**Description of the task:** Recast the lines below as a JSON list of strings, one string per line, skipping any blank lines. Leave the pictures out of the list.
*** Input records
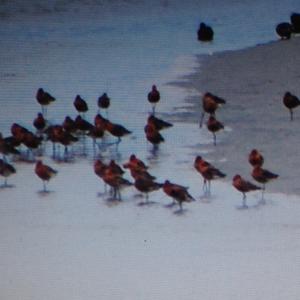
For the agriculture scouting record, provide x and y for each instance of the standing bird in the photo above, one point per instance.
(210, 103)
(213, 125)
(263, 176)
(44, 99)
(255, 158)
(104, 102)
(290, 101)
(177, 192)
(205, 33)
(6, 170)
(244, 187)
(146, 186)
(80, 105)
(284, 30)
(44, 172)
(153, 97)
(208, 172)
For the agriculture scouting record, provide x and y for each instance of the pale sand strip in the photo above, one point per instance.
(253, 81)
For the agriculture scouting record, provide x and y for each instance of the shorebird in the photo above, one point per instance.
(284, 30)
(213, 125)
(104, 102)
(263, 176)
(6, 170)
(208, 172)
(153, 97)
(177, 192)
(290, 101)
(205, 33)
(146, 186)
(295, 20)
(44, 99)
(159, 124)
(80, 105)
(210, 103)
(44, 172)
(244, 187)
(255, 158)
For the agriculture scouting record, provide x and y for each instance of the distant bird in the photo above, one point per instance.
******
**Expected answer:**
[
  "For the agriculture scouting record, provide x and y for each instance of the standing bird in the photo above, one point per instance.",
  "(210, 103)",
  "(213, 125)",
  "(263, 176)",
  "(44, 99)",
  "(255, 158)",
  "(104, 102)",
  "(290, 101)",
  "(177, 192)",
  "(205, 33)",
  "(6, 170)",
  "(244, 187)",
  "(146, 186)",
  "(80, 105)",
  "(284, 30)",
  "(44, 172)",
  "(153, 97)",
  "(208, 172)",
  "For the agriculture scouting record, provide x and y for each instance of the pale sand strip in the photo above, one point per instance.",
  "(253, 81)",
  "For the agriculture scouting record, provide x and y for each instance of the shorebird in the photo above, one point per instance.",
  "(284, 30)",
  "(213, 125)",
  "(104, 102)",
  "(263, 176)",
  "(6, 170)",
  "(208, 172)",
  "(153, 97)",
  "(177, 192)",
  "(290, 101)",
  "(205, 33)",
  "(146, 186)",
  "(295, 20)",
  "(44, 99)",
  "(159, 124)",
  "(80, 105)",
  "(210, 103)",
  "(44, 172)",
  "(244, 187)",
  "(255, 158)",
  "For the agriculture scouting record, provide x and y for each instance of the distant bird in the photo above, one point per instance."
]